Once the pictures are set aside, transcribe each line of the listing exactly.

※ ※ ※

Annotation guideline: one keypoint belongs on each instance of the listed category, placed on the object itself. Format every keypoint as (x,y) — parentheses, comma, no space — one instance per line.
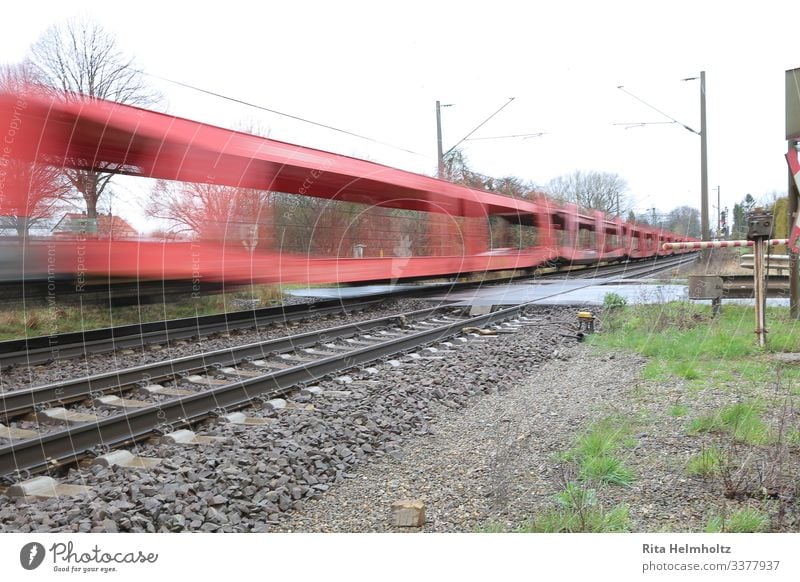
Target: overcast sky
(377,69)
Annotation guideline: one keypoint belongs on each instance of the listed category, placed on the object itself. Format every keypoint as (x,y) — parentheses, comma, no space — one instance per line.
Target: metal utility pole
(703,159)
(440,156)
(794,303)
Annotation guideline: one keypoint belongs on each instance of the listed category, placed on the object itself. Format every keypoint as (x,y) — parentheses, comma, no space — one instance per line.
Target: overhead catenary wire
(281,113)
(459,142)
(656,109)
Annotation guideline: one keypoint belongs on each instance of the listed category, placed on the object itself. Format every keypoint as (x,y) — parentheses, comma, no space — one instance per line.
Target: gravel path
(474,430)
(491,462)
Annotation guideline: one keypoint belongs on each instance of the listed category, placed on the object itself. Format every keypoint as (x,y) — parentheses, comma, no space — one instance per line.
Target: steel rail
(73,442)
(18,402)
(41,349)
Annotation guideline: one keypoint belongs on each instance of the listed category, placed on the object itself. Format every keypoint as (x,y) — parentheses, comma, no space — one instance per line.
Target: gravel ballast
(475,430)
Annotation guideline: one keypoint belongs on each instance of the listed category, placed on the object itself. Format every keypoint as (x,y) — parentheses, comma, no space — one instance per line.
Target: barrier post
(759,228)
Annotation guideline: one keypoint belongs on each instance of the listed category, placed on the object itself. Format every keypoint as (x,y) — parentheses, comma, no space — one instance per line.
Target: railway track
(43,349)
(176,393)
(65,421)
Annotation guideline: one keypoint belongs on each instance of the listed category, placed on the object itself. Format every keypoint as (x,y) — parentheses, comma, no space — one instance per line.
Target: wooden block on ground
(408,513)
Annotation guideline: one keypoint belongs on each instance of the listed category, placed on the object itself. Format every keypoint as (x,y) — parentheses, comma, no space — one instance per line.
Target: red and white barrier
(720,244)
(794,167)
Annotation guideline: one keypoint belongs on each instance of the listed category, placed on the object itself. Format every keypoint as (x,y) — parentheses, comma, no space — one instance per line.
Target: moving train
(463,230)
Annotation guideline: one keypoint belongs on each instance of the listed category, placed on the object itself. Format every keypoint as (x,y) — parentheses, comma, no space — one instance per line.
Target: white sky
(378,68)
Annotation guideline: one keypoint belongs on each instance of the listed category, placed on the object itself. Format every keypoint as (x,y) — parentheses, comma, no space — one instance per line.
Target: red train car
(94,134)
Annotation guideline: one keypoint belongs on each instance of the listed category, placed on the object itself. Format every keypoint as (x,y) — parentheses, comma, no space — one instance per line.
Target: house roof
(106,224)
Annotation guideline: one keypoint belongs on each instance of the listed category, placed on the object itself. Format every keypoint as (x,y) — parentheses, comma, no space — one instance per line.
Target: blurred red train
(464,230)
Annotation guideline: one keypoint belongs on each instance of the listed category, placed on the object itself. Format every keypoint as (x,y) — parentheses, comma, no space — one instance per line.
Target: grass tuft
(577,511)
(748,520)
(606,469)
(678,410)
(707,463)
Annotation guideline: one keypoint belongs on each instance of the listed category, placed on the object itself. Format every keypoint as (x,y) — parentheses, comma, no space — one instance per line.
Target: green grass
(742,421)
(684,342)
(707,463)
(577,511)
(793,437)
(678,410)
(606,469)
(594,452)
(748,520)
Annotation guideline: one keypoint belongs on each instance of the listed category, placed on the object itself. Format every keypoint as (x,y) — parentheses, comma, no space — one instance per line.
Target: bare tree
(211,211)
(80,60)
(39,189)
(600,190)
(683,220)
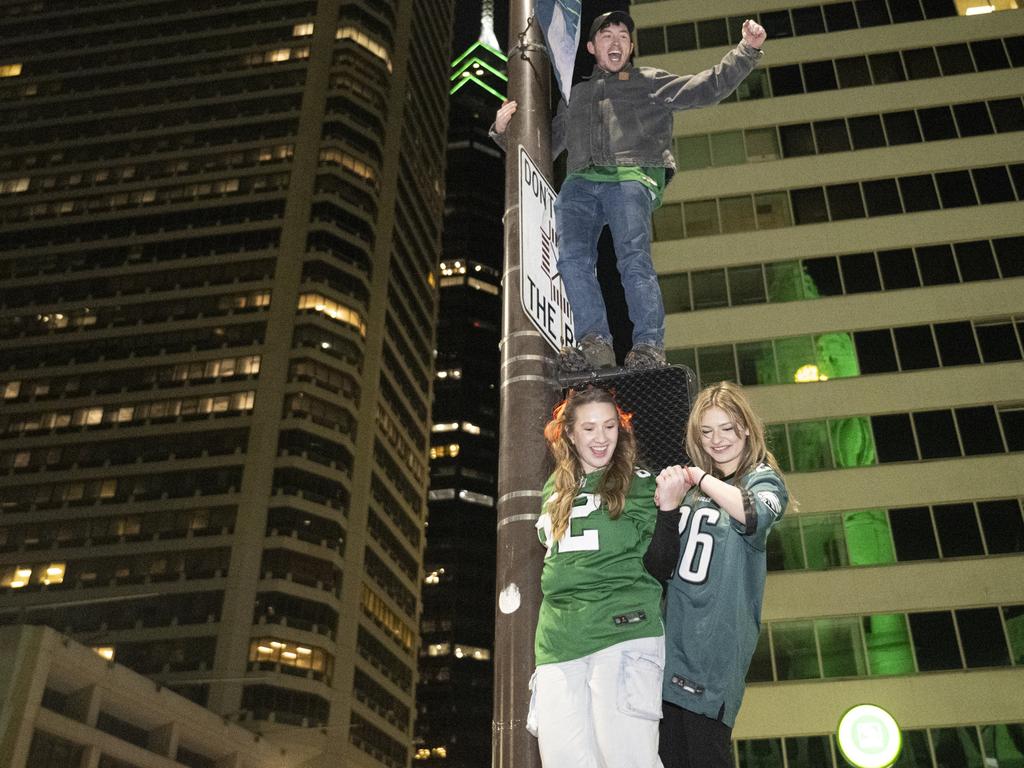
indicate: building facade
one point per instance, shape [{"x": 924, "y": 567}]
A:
[
  {"x": 455, "y": 693},
  {"x": 221, "y": 228},
  {"x": 846, "y": 238}
]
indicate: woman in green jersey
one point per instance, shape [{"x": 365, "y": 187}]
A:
[
  {"x": 713, "y": 608},
  {"x": 597, "y": 688}
]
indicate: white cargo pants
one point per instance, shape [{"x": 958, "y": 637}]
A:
[{"x": 601, "y": 711}]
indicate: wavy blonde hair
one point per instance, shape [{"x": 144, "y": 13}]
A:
[
  {"x": 614, "y": 482},
  {"x": 731, "y": 399}
]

※ ※ ※

**Answer to the exercise:**
Annotation guideline: one keypoint belongs on each instance of the listed category, placed on the object itself. Format every keypoint as (x,y) — parentheses, comma, no space — one instance per line.
Target: overcast sky
(377,69)
Annotation guideline: one keypoint belongs on each instance of the listed category, placed on the object itself. Format every keypoint as (x,y) — parentheses, comma, no space — one instance per line.
Target: metal utility pole
(703,159)
(440,156)
(794,303)
Annotation guideline: one keypoint belongs on each instance of the listed category, placed on the object itself. Format every keypoint as (x,y) — parentheses, comma, no space — one instance per line.
Target: overhead catenary wire
(281,113)
(459,142)
(656,109)
Annotation guideline: one keypoint belongs on each instance of the listed category, placed on the object itself. Format every keypoint as (x,y) — parentheses, comma, no space — one instance per line.
Target: gravel path
(474,430)
(491,462)
Annotation guideline: one keypoint belongs on each instance of the listed category, placed on the object itself. Format every keypoint as (x,y) — parentheses, comma, no space — one instance per line.
Target: steel rail
(73,442)
(18,402)
(41,349)
Annotation guideline: one keypoint belongs on each instance of the listed category, placed on the object itself. Format every keypoint as (x,y) — parentheses, comma, no space — one instance per line.
Target: gravel ballast
(475,430)
Annotation guideline: one keypoint belongs on each instance of the listed category, placed on the object itself. Format every keypoint as (x,y) — parentheses, comma, no space — one instance per line.
Target: barrier post
(759,228)
Annotation guideline: one keypoint belongs on each instance of the listed category, placed on the object itself. Format every keypoint as (x,y) — parentheses, comma, no space — one instance per line.
Target: railway track
(43,349)
(176,393)
(65,421)
Annotation guideline: one keypoint belongs on each instance of the listed category, placed on the object itself. Format every keypoint as (x,y) — parentheses, comma, no space — one instance per line.
Target: wooden block on ground
(408,513)
Annotation guideline: one keypoint belongs on each instance of the listed category, placed on the object itself. Format every keypoint as (x,y) — parentheses, comma, no space — one instance per line.
Target: red and white barrier
(720,244)
(794,167)
Annotation guideline: one keypoint belongs on each instance of the listed category, placed on the object itself. Format every keypoint as (x,y) — parentheses, comma, no space — one instance per line.
Target: moving train
(463,230)
Annotation guideline: one keypoint belongs on each instance of the listed category, placed on the object itself. Format every keypoint as (x,y) — parentheses, comma, no space — one instance per line.
Target: white sky
(378,68)
Annotation guideline: one keypoint belongs on each instance of the listed category, placed on the object itself. Format every keypoint as (x,y) — parentheses, comma, no space — one instance per line.
Target: red train car
(94,134)
Annotation guideline: one keypoint belongs on each instance of the listed category, placed on the object itself. Format every keypoint as (x,y) — parentheses, comma, no space — one instance per line.
Target: house roof
(106,224)
Annotation guideline: one keypoint belongs on each instance of the listed category, placed on the object itself. Format every keypoint as (x,y) — parentheses, comma, no space — one instance per line.
Target: blurred red train
(464,230)
Annotation guideline: one keypoint belongs on each instance of the listed category, placed on the object itself. Format every keypoint as (x,y) — parentheses, comma, no space — one instance per line.
Target: grass tuft
(577,511)
(748,520)
(606,469)
(678,410)
(707,463)
Annotation guideline: one keypoint belongs on each instance of the listed category, placed on the object itself. Format every keypoint as (x,y) — parentheses, comma, no space — one instance per line.
Target: green grass
(742,421)
(684,342)
(707,463)
(577,511)
(793,437)
(678,410)
(606,469)
(594,452)
(748,520)
Annotation guideline: one keypoint belongs on each instance of the listed category, placed on the object itself. Format every keypoint as (x,y) — parentheses, comma, no space — one instance per line.
Target: bare tree
(211,211)
(80,60)
(39,189)
(600,190)
(683,220)
indicate: building facade
one point per instance, shape [{"x": 924, "y": 567}]
A:
[
  {"x": 455, "y": 693},
  {"x": 221, "y": 228},
  {"x": 846, "y": 238}
]
indicate: woman in green jersey
one point per instance, shape [{"x": 365, "y": 187}]
A:
[
  {"x": 713, "y": 608},
  {"x": 597, "y": 688}
]
indicate: white cargo pants
one point per instance, shape [{"x": 958, "y": 637}]
A:
[{"x": 601, "y": 711}]
indicate: wavy blonde hair
one point per instance, shape [{"x": 144, "y": 13}]
A:
[
  {"x": 614, "y": 482},
  {"x": 731, "y": 399}
]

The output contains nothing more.